Records excerpted from a collection:
-*-*-

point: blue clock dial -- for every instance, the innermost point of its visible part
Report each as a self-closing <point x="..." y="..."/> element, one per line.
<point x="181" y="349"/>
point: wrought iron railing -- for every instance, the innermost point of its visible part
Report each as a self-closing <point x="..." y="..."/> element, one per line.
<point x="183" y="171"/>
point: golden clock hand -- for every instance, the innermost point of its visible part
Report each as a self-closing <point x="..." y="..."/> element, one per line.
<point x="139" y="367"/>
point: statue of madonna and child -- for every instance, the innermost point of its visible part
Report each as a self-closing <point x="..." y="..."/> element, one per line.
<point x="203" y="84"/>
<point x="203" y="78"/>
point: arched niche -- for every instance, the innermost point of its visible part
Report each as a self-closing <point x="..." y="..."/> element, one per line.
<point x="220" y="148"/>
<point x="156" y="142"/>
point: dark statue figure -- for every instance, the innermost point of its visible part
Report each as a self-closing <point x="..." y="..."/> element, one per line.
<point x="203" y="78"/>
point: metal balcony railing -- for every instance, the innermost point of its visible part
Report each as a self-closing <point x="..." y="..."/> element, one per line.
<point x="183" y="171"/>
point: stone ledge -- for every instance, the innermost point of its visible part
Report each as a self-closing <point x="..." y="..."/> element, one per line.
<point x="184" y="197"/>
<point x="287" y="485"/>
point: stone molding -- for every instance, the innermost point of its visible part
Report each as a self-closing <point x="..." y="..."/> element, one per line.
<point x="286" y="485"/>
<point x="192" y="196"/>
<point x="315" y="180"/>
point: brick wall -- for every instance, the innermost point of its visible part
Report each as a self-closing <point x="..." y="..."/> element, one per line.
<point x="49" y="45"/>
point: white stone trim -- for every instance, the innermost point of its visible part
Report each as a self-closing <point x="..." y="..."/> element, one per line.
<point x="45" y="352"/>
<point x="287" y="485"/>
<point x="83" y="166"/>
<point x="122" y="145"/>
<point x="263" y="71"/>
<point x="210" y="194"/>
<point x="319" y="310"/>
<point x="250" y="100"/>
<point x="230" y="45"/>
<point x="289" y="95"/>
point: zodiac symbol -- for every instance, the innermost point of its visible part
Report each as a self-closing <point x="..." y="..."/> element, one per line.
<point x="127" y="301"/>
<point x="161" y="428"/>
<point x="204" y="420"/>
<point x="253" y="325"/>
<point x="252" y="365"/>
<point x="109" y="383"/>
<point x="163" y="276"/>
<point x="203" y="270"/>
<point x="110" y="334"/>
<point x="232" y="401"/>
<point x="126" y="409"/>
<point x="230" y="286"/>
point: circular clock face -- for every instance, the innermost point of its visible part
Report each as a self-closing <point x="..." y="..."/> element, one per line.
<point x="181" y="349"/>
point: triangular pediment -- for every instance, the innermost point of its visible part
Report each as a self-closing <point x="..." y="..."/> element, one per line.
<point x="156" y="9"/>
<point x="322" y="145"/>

-*-*-

Return the entries in full, keeping every line exactly as it is.

point: blue clock dial -- for every instance, the innermost point of its visible part
Report each as a self-closing <point x="..." y="..."/> element, one per line.
<point x="181" y="349"/>
point: wrought iron railing -- for every instance, the innermost point of its visible part
Report each as a self-closing <point x="..." y="..."/> element, one per line.
<point x="183" y="171"/>
point: golden clock hand -- for every instance, the innermost point of its visible part
Report each as a self-closing <point x="..." y="..."/> element, one per line.
<point x="139" y="367"/>
point: statue of madonna and child -- for every instance, the innermost point of its visible part
Report each as a self-closing <point x="..." y="..."/> element, one per line.
<point x="203" y="84"/>
<point x="203" y="78"/>
point: arched niche -- for every instance, the innermost point of its visible part
Report each as a self-closing <point x="..." y="..."/> element, one per line.
<point x="220" y="148"/>
<point x="156" y="142"/>
point: dark statue figure -- for every instance, the innermost point of its visible part
Report each as a self-closing <point x="..." y="..."/> element, one per line.
<point x="203" y="78"/>
point: metal balcony railing -- for every instance, the innermost point of its visible part
Report each as a self-closing <point x="..." y="..."/> element, one per line.
<point x="183" y="171"/>
point: stone ledge -- for every instance, the innermost point of its visible part
Report each as a self-closing <point x="..." y="..."/> element, one per line.
<point x="184" y="197"/>
<point x="287" y="485"/>
point: stone molding -- for every instance, the innermost point of its visible part
Report each as a self-closing <point x="..." y="..."/> element, one per line.
<point x="286" y="485"/>
<point x="192" y="196"/>
<point x="315" y="180"/>
point: brick wall -- for every instance, the innermost point of its visible part
Report each as a self-closing <point x="..." y="..."/> element, one per line.
<point x="49" y="45"/>
point: white stone trim -- for every instance, the innermost point of its visible part
Report each as a self-closing <point x="..." y="..."/> element, one per line.
<point x="45" y="352"/>
<point x="287" y="485"/>
<point x="83" y="166"/>
<point x="122" y="145"/>
<point x="263" y="71"/>
<point x="210" y="194"/>
<point x="319" y="310"/>
<point x="250" y="100"/>
<point x="230" y="45"/>
<point x="289" y="95"/>
point: zodiac symbol -- for every instance, the innermost point of its visible part
Report each as a self-closing <point x="..." y="..."/> element, one per line.
<point x="127" y="301"/>
<point x="161" y="428"/>
<point x="204" y="420"/>
<point x="253" y="325"/>
<point x="252" y="365"/>
<point x="109" y="383"/>
<point x="163" y="276"/>
<point x="203" y="270"/>
<point x="110" y="334"/>
<point x="232" y="401"/>
<point x="126" y="409"/>
<point x="230" y="286"/>
point: circular clock face -- for every instance, the innermost point of its visible part
Report each as a self-closing <point x="..." y="..."/> element, one per line.
<point x="181" y="349"/>
point: triangular pediment -- for every instance, the innermost point of its visible part
Report each as a self-closing <point x="..." y="..."/> element, one per line.
<point x="156" y="9"/>
<point x="322" y="145"/>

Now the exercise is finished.